WHAT TO WORK ON » Which lines of the material below contain the string "cityscape"? List each of them in full, treating uppercase and lowercase as different.

RECORDS SHOWN »
* * * * * * *
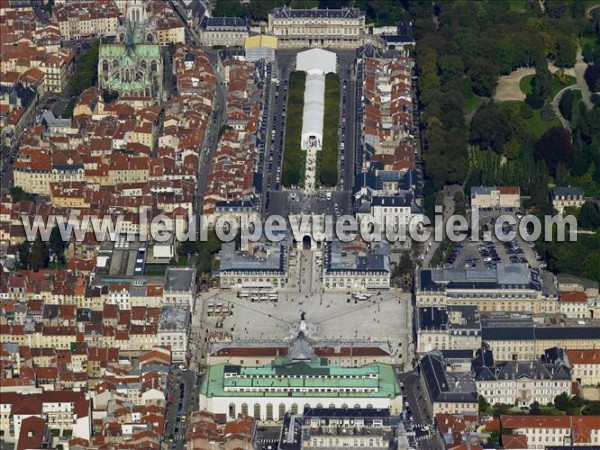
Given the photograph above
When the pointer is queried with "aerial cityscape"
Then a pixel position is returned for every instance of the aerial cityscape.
* * * * * * *
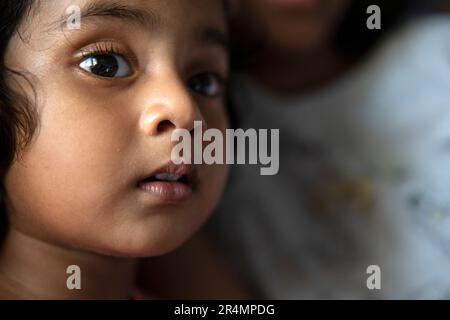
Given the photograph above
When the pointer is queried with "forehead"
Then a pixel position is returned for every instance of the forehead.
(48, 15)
* * * * * * *
PROBLEM SOLUTION »
When the pointer is queried with "aerial cityscape"
Then a pixel position is returned for every instance of the aerial cityscape.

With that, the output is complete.